>> START Provided records

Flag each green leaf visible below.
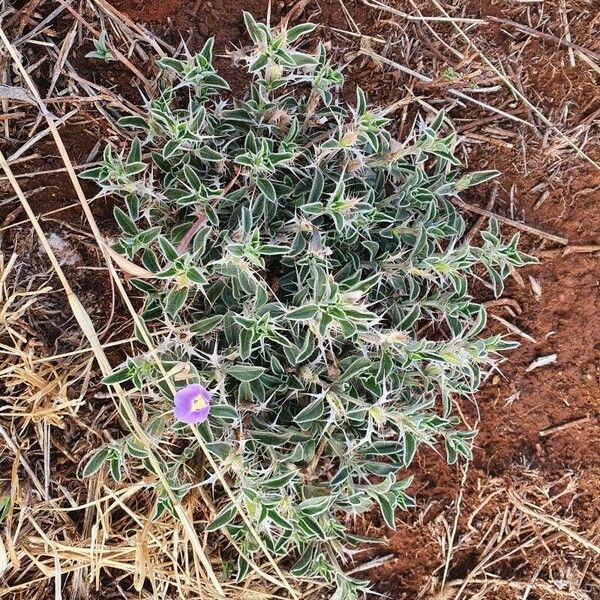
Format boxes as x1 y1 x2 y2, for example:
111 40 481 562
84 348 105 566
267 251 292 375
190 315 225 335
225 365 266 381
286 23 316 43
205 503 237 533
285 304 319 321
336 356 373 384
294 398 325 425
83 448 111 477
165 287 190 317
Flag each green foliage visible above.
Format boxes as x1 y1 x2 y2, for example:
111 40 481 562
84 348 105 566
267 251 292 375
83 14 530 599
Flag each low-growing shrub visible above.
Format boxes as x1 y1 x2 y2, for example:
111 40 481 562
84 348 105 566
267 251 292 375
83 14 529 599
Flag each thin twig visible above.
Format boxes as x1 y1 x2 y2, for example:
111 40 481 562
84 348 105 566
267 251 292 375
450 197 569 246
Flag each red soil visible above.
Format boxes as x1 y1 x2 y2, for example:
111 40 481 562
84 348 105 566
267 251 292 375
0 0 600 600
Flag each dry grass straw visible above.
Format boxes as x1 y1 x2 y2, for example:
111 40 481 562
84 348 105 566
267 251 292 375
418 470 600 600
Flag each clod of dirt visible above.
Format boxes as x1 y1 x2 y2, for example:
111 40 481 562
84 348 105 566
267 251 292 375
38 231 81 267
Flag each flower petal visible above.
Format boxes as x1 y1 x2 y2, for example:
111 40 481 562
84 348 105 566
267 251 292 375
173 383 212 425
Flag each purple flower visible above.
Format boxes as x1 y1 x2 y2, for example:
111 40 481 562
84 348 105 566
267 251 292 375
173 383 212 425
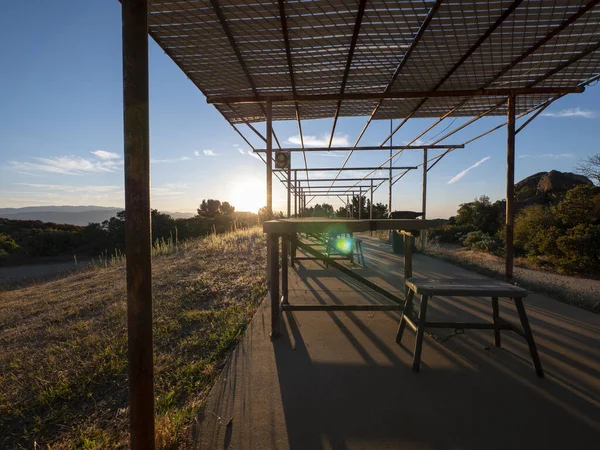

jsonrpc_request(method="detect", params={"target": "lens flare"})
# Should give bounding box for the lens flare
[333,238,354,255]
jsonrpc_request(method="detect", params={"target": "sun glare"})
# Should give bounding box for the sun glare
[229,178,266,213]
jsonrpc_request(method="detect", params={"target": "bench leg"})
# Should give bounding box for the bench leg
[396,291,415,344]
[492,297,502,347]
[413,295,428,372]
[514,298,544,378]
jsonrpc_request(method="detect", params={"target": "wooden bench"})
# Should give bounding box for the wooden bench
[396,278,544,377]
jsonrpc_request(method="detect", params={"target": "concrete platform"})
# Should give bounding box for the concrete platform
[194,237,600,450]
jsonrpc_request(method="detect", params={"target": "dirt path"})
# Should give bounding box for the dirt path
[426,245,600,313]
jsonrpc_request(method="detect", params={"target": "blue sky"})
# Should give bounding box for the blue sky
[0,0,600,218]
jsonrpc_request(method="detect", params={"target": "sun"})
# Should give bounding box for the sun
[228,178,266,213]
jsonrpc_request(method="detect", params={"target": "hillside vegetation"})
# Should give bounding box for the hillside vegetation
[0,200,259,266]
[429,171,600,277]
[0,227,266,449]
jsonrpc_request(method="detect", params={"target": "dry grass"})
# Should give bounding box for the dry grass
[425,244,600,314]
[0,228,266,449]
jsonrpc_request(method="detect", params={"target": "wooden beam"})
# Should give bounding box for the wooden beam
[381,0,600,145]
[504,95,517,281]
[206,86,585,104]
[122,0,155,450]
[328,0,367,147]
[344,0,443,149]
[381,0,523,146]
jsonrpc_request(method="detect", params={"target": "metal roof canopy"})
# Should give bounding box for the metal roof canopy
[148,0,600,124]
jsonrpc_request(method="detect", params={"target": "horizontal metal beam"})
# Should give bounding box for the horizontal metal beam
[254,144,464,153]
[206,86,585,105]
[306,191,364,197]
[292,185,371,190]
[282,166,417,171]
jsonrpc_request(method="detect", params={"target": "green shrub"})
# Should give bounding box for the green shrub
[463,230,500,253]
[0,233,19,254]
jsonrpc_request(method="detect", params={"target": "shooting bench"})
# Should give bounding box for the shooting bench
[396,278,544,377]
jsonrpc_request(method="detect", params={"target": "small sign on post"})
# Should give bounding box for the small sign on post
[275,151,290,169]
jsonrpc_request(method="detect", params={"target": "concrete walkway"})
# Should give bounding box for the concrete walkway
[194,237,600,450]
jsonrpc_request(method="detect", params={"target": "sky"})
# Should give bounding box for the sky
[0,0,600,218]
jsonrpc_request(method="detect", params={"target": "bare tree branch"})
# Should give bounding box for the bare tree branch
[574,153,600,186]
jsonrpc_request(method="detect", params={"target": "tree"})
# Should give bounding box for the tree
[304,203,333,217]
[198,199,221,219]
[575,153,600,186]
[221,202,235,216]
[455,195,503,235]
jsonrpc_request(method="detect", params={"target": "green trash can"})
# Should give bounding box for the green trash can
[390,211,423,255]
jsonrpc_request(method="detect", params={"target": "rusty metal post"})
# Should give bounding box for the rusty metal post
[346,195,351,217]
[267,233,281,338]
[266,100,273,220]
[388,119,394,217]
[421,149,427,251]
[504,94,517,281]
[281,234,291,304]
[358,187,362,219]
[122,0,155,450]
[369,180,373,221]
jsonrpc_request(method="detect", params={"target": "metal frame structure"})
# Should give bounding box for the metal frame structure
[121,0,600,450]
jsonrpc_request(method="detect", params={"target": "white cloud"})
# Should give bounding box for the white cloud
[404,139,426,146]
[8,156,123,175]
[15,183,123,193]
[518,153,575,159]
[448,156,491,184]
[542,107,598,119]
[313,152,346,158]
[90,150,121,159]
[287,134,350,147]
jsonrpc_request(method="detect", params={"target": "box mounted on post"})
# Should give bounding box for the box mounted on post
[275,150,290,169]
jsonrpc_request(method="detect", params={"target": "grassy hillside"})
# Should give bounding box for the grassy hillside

>> END Provided records

• **What to work on**
Could you format every line of the entries above as a JSON list of strings, one string per line, with blank lines dropped and the pictures left out?

• **Full solution**
[
  "Flag each green leaf visible below.",
  "Format boxes as x1 y1 x2 y2, for example:",
  "111 40 481 562",
  "84 348 105 566",
  "267 251 292 375",
  "190 315 225 335",
  "225 365 266 381",
  "286 23 316 43",
  "205 503 237 533",
  "285 304 319 321",
  "336 356 373 384",
  "294 398 325 425",
  "83 448 111 477",
  "165 287 190 317",
  "Flag each green foliage visible above.",
  "Format boxes as x1 y1 x2 y2, for example:",
  "111 40 481 562",
  "84 348 105 566",
  "267 251 292 375",
  "83 14 530 599",
  "Flag each low-growing shrub visible above.",
  "Format boxes as x1 y1 x2 y2, for example:",
  "111 40 481 562",
  "84 348 105 566",
  "267 251 292 375",
  "83 14 529 599",
  "Flag each thin twig visible above.",
  "Format boxes as x1 y1 x2 y2, for example:",
  "111 40 481 562",
  "84 348 105 566",
  "267 251 292 375",
  "450 197 569 246",
  "Flag each red soil visible above.",
  "Format boxes as x1 y1 x2 y2, for example:",
  "111 40 481 562",
  "84 348 105 566",
  "267 251 292 375",
  "0 0 600 600",
  "Flag each dry grass straw visible above.",
  "Format boxes as x1 y1 x2 y2, for example:",
  "111 40 481 562",
  "84 348 105 566",
  "267 251 292 375",
  "418 470 600 600",
  "Flag each clod of dirt visible above.",
  "Format boxes as x1 y1 x2 y2, for example:",
  "111 40 481 562",
  "84 348 105 566",
  "267 251 292 375",
  "38 231 81 267",
  "Flag each flower petal visible above.",
  "Format boxes as x1 y1 x2 y2, for example:",
  "111 40 481 562",
  "84 348 105 566",
  "267 251 292 375",
  "173 383 212 425",
  "Flag each purple flower visible above.",
  "Format boxes as x1 y1 x2 y2, for example:",
  "111 40 481 562",
  "84 348 105 566",
  "267 251 292 375",
  "173 383 212 425",
  "jsonrpc_request(method=\"detect\", params={\"target\": \"lens flare\"})",
  "# Should give bounding box for the lens flare",
  "[333,238,354,255]",
  "jsonrpc_request(method=\"detect\", params={\"target\": \"sun glare\"})",
  "# Should give bounding box for the sun glare",
  "[229,178,266,213]",
  "jsonrpc_request(method=\"detect\", params={\"target\": \"bench leg\"})",
  "# Should give bounding box for the bench leg",
  "[396,291,415,344]",
  "[492,297,502,347]",
  "[413,295,428,372]",
  "[514,298,544,378]",
  "jsonrpc_request(method=\"detect\", params={\"target\": \"wooden bench\"})",
  "# Should give bounding box for the wooden bench",
  "[396,278,544,377]",
  "jsonrpc_request(method=\"detect\", params={\"target\": \"concrete platform\"})",
  "# Should give bounding box for the concrete platform",
  "[194,237,600,450]",
  "jsonrpc_request(method=\"detect\", params={\"target\": \"dirt path\"})",
  "# Should give bounding box for the dirt path",
  "[426,245,600,313]",
  "jsonrpc_request(method=\"detect\", params={\"target\": \"blue sky\"})",
  "# Should give bounding box for the blue sky",
  "[0,0,600,218]",
  "jsonrpc_request(method=\"detect\", params={\"target\": \"sun\"})",
  "# Should give bounding box for the sun",
  "[228,178,266,213]",
  "jsonrpc_request(method=\"detect\", params={\"target\": \"hillside vegetation\"})",
  "# Should give bounding box for the hillside vegetation",
  "[0,200,259,266]",
  "[429,171,600,277]",
  "[0,227,266,449]",
  "jsonrpc_request(method=\"detect\", params={\"target\": \"dry grass\"})",
  "# Should give bounding box for the dry grass",
  "[425,244,600,314]",
  "[0,228,266,449]",
  "jsonrpc_request(method=\"detect\", params={\"target\": \"wooden beam\"})",
  "# Should give bounding box for the wooden beam",
  "[381,0,600,145]",
  "[504,95,517,281]",
  "[206,86,585,104]",
  "[122,0,155,450]",
  "[328,0,367,147]",
  "[344,0,443,149]",
  "[381,0,523,146]",
  "jsonrpc_request(method=\"detect\", params={\"target\": \"metal roof canopy\"})",
  "# Should give bounding box for the metal roof canopy",
  "[148,0,600,124]",
  "jsonrpc_request(method=\"detect\", params={\"target\": \"horizontal metal beam\"})",
  "# Should give bounding box for the horizontal metal beam",
  "[254,144,464,153]",
  "[206,86,585,105]",
  "[306,191,364,197]",
  "[292,185,371,190]",
  "[282,166,417,171]",
  "jsonrpc_request(method=\"detect\", params={\"target\": \"green shrub\"})",
  "# Should give bounding box for the green shrub",
  "[463,230,500,253]",
  "[0,233,19,254]",
  "jsonrpc_request(method=\"detect\", params={\"target\": \"shooting bench\"})",
  "# Should give bounding box for the shooting bench",
  "[396,278,544,377]",
  "jsonrpc_request(method=\"detect\", params={\"target\": \"small sign on post\"})",
  "# Should give bounding box for the small sign on post",
  "[275,151,290,169]",
  "jsonrpc_request(method=\"detect\", params={\"target\": \"concrete walkway\"})",
  "# Should give bounding box for the concrete walkway",
  "[194,237,600,450]",
  "jsonrpc_request(method=\"detect\", params={\"target\": \"sky\"})",
  "# Should give bounding box for the sky",
  "[0,0,600,218]",
  "jsonrpc_request(method=\"detect\", params={\"target\": \"bare tree branch\"})",
  "# Should give bounding box for the bare tree branch",
  "[574,153,600,186]",
  "jsonrpc_request(method=\"detect\", params={\"target\": \"tree\"})",
  "# Should give bounding box for the tree",
  "[304,203,333,217]",
  "[198,199,221,219]",
  "[575,153,600,186]",
  "[221,202,235,216]",
  "[455,195,503,235]",
  "jsonrpc_request(method=\"detect\", params={\"target\": \"green trash can\"})",
  "# Should give bounding box for the green trash can",
  "[390,211,423,255]",
  "jsonrpc_request(method=\"detect\", params={\"target\": \"rusty metal post\"})",
  "# Should give bounding box for the rusty metal post",
  "[346,195,351,217]",
  "[267,233,281,338]",
  "[266,100,273,220]",
  "[388,119,394,217]",
  "[421,149,427,251]",
  "[504,94,517,281]",
  "[281,234,291,304]",
  "[358,187,362,219]",
  "[122,0,155,450]",
  "[369,180,373,221]",
  "jsonrpc_request(method=\"detect\", params={\"target\": \"metal frame structure\"})",
  "# Should give bounding box for the metal frame structure",
  "[121,0,600,450]",
  "jsonrpc_request(method=\"detect\", params={\"target\": \"white cloud\"})",
  "# Should give bounding box for the white cloud",
  "[404,139,426,146]",
  "[8,156,123,175]",
  "[15,183,123,193]",
  "[518,153,575,159]",
  "[448,156,491,184]",
  "[542,107,598,119]",
  "[313,152,346,158]",
  "[90,150,121,159]",
  "[287,134,350,147]",
  "jsonrpc_request(method=\"detect\", params={\"target\": \"box mounted on post\"})",
  "# Should give bounding box for the box mounted on post",
  "[275,150,290,169]",
  "jsonrpc_request(method=\"detect\", params={\"target\": \"grassy hillside\"})",
  "# Should give bounding box for the grassy hillside"
]